> EXERCISE AIM: Output all the material that follows, exactly as given.
^^^^^^^^^^^^^^^^
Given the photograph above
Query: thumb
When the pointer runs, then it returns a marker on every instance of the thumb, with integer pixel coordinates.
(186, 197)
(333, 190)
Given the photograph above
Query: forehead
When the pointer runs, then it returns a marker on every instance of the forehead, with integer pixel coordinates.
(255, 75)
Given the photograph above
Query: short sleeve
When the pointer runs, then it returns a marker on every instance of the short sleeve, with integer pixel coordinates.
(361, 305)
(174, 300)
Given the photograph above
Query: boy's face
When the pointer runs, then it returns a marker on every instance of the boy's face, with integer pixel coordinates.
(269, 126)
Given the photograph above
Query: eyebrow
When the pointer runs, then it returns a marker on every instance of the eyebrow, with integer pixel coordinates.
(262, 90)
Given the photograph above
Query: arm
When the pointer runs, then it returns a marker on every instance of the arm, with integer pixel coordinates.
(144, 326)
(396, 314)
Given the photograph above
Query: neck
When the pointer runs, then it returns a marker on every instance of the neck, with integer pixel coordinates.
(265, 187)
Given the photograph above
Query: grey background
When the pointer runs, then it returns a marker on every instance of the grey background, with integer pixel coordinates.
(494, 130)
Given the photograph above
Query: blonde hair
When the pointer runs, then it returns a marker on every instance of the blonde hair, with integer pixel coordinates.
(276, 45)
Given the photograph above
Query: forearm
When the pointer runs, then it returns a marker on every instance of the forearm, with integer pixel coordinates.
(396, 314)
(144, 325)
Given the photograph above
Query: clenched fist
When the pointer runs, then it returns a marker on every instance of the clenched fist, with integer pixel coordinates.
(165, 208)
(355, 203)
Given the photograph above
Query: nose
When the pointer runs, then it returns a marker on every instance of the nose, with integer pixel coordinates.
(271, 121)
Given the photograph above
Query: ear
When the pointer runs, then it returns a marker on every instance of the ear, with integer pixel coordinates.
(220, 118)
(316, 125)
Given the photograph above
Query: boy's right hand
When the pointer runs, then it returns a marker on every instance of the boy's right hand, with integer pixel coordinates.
^^^^^^^^^^^^^^^^
> WORKED SOLUTION:
Given the photograph above
Query: thumb
When the pointer runs, then it returns a marker on every instance of the thumb, with integer pixel coordinates.
(186, 197)
(333, 190)
Given the photograph above
Query: forehead
When the pointer runs, then it returns a marker on every instance of the forehead, with integer pixel coordinates.
(255, 75)
Given the photograph above
Query: short sleeve
When the pointer runs, then it returns a marker on every instance of the short sleeve, with integer pixel coordinates.
(361, 305)
(174, 300)
Given the photograph above
Query: boy's face
When the pointer runs, then it returns a marker on every instance of the boy's face, with integer pixel coordinates.
(269, 126)
Given the photograph above
Query: eyebrow
When the pointer runs, then it returns a marker on every instance of the eyebrow, with integer pixel coordinates.
(262, 90)
Given the photograph above
Query: arm
When the pointer runs, then it returns a marker on every instance of the arm, with integer pixel coordinates.
(144, 326)
(396, 314)
Given the photograph above
Query: neck
When the pointer runs, then it returns a marker on every instance of the neck, with integer pixel coordinates.
(265, 187)
Given the photograph above
Query: grey background
When the pointer runs, then it returns a marker on every instance of the grey background, with integer pixel coordinates.
(494, 130)
Given the photograph above
Query: blonde hair
When the pointer runs, then it returns a marker on every instance of the blonde hair, with integer pixel coordinates.
(276, 45)
Given the photograph above
Query: forearm
When the pointer runs, then it returns a marker on every instance of the forearm, with integer pixel coordinates.
(396, 314)
(144, 325)
Given the photograph above
Query: clenched fist
When the pointer runs, then it returns a marker on every instance of the clenched fist, with integer pixel coordinates.
(165, 208)
(355, 203)
Given the photograph above
Query: nose
When the pointer runs, then it returns a marker on every instance of the nose, with integer pixel coordinates.
(271, 121)
Given the photograph above
Query: ear
When the pointer runs, then it returns a marker on every instance of the ear, with integer pixel coordinates.
(220, 118)
(316, 125)
Given the photograph above
Query: boy's right hand
When the pointer runs, then it returns a marker on every instance of the boy's right hand, with integer pixel coordinates.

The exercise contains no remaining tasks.